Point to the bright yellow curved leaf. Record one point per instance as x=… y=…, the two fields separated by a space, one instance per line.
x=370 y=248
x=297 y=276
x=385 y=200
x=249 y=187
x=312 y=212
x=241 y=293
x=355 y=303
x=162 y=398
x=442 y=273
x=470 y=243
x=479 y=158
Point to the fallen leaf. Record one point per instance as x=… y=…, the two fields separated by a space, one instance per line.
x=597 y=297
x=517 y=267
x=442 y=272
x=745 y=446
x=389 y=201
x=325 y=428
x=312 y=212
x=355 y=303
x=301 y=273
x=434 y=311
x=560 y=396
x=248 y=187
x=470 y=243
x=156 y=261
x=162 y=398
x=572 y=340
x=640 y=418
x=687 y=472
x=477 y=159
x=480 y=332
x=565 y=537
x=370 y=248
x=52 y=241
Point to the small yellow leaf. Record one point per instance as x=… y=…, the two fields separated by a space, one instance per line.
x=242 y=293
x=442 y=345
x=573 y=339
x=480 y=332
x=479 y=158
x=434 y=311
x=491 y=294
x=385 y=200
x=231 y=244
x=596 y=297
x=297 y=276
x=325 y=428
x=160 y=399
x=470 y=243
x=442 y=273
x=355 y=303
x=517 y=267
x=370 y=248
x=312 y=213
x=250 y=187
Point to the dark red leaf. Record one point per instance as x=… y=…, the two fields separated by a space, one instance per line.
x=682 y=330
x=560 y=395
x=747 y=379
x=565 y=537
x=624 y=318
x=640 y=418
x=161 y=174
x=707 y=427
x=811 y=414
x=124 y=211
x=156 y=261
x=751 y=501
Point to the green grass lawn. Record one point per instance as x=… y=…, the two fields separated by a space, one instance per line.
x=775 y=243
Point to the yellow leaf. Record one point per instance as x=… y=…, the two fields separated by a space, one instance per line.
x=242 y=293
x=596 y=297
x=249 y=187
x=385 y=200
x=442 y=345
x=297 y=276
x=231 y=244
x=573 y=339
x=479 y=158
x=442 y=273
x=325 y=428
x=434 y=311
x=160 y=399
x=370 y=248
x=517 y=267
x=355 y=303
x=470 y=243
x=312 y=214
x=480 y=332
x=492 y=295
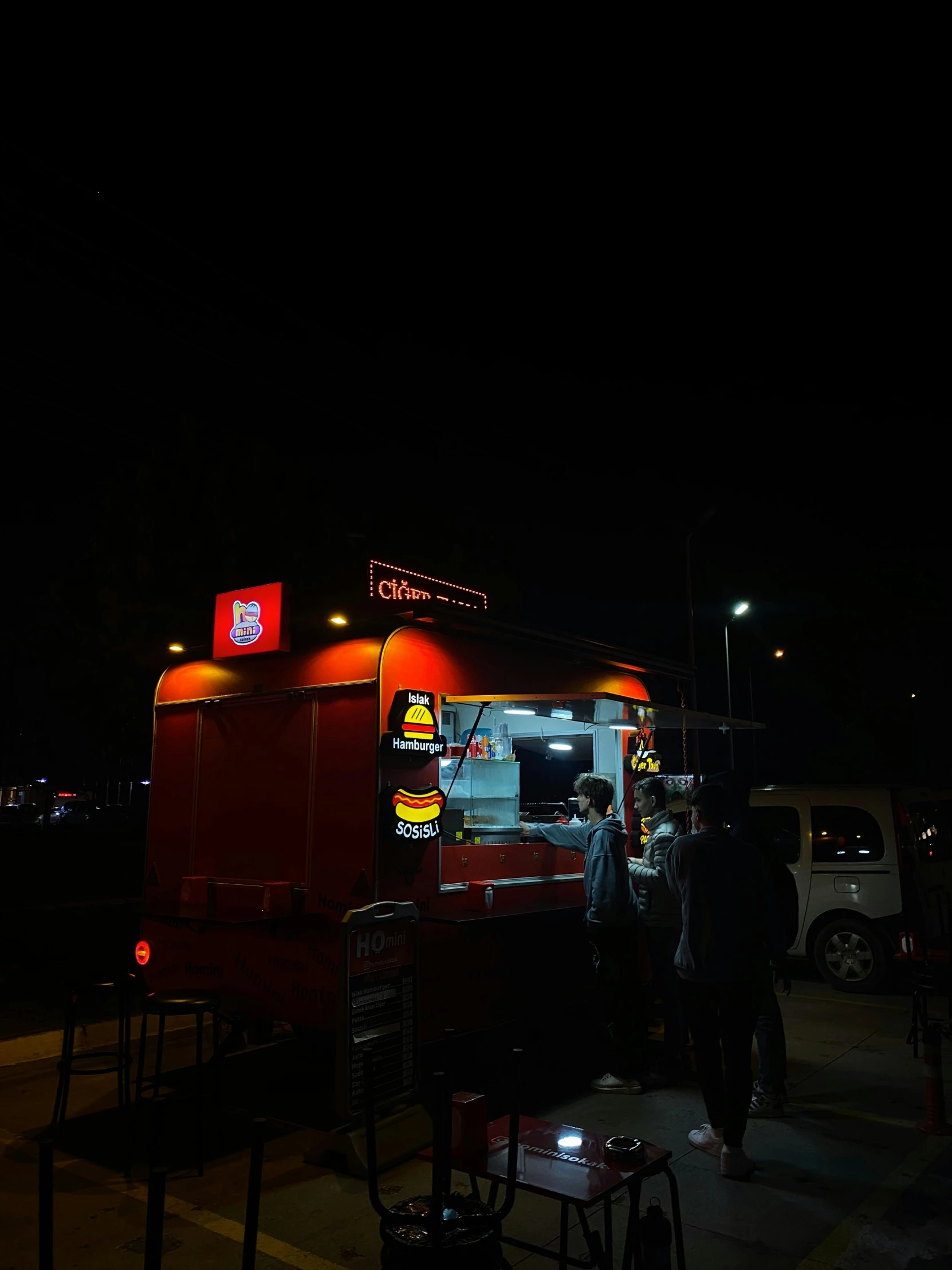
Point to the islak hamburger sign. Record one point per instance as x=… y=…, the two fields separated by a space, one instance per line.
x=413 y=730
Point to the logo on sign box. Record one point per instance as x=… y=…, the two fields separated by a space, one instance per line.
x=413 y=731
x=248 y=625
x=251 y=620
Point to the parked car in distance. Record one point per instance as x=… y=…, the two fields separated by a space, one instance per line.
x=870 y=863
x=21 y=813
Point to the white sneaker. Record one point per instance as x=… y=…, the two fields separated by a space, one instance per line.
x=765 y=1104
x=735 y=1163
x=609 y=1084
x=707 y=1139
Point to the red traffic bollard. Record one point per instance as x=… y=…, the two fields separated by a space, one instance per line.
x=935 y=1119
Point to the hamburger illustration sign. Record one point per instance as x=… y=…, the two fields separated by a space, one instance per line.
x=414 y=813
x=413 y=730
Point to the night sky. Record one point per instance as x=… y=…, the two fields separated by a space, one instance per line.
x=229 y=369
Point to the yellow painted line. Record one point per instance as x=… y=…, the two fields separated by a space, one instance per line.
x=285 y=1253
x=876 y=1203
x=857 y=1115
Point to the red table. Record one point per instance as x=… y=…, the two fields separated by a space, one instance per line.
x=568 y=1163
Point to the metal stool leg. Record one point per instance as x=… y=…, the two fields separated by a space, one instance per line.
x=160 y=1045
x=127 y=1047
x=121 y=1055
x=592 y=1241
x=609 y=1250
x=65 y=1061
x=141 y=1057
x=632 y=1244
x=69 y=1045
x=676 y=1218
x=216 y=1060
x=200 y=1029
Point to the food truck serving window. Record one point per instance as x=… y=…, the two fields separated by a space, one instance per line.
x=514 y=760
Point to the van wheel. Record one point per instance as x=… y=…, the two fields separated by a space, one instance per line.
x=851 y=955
--
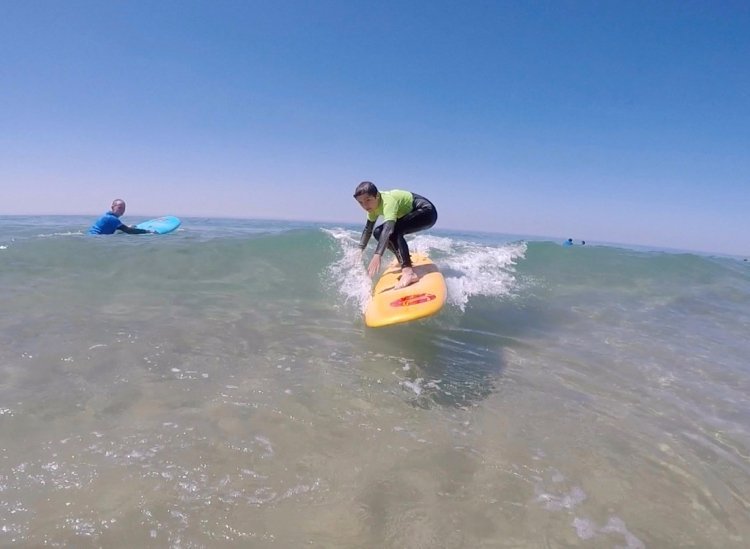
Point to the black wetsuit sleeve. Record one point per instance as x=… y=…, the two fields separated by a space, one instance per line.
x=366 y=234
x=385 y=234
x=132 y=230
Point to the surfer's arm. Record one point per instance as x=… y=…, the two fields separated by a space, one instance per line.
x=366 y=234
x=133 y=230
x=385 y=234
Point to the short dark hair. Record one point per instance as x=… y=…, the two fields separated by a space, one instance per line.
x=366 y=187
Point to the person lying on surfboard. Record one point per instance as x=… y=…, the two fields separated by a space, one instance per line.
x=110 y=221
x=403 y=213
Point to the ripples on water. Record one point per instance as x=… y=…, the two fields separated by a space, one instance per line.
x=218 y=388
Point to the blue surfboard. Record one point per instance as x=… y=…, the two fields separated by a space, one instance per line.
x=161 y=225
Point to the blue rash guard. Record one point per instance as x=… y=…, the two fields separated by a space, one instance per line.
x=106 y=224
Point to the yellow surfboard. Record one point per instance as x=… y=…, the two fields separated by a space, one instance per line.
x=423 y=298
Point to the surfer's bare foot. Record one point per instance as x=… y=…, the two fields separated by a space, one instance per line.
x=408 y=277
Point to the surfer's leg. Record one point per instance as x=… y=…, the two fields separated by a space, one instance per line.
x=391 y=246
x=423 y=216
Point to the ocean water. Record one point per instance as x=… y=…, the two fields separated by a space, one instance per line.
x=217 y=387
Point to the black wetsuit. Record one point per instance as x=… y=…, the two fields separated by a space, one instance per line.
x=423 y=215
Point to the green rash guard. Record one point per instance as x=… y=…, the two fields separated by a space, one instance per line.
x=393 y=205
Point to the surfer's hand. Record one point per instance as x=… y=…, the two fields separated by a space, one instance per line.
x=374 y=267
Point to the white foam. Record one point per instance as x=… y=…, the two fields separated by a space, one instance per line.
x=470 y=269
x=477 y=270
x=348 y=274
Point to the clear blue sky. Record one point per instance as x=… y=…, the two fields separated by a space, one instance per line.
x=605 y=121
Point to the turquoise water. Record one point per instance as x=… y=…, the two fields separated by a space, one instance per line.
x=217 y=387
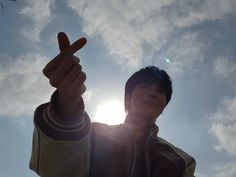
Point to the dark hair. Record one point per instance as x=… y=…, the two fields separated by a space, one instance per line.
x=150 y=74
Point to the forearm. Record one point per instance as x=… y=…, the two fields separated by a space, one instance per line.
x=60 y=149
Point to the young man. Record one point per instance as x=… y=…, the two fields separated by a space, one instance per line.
==
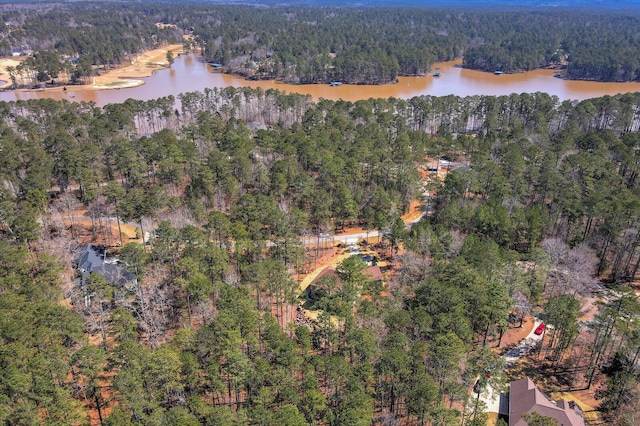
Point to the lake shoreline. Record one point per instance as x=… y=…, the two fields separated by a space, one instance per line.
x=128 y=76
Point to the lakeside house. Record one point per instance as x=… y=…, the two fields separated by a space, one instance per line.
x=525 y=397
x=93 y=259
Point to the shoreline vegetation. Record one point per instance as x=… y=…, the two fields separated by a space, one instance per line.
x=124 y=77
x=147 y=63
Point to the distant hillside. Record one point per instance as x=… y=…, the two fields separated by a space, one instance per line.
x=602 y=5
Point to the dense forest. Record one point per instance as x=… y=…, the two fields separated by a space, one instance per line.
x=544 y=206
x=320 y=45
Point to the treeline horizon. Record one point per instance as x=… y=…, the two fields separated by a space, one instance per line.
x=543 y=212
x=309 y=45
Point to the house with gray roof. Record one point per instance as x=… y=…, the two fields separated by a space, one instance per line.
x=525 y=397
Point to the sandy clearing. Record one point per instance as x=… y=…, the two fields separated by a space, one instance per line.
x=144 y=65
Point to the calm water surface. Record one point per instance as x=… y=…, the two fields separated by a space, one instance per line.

**REQUIRED WORK**
Copy out verbatim the data lines starting with the one containing "Point to the yellow painted" and ending with the one containing "x=514 y=760", both included.

**WRITTEN SOLUTION**
Point to the yellow painted line. Record one point per instance as x=… y=…, the two fields separated by a space, one instance per line.
x=285 y=1253
x=876 y=1203
x=857 y=1115
Point to the red table. Record one point per instance as x=… y=…, the two fields separated by a space, one instance per line.
x=568 y=1163
Point to the metal stool leg. Record one point per instance as x=… y=…, the two fields separated by a space, one instance per line.
x=160 y=1045
x=127 y=1047
x=121 y=1055
x=592 y=1241
x=609 y=1250
x=65 y=1061
x=141 y=1057
x=632 y=1244
x=69 y=1045
x=676 y=1218
x=216 y=1060
x=200 y=1029
Point to the food truck serving window. Record one point per instance as x=… y=…, the two fields separated by a space, one instance per line.
x=514 y=760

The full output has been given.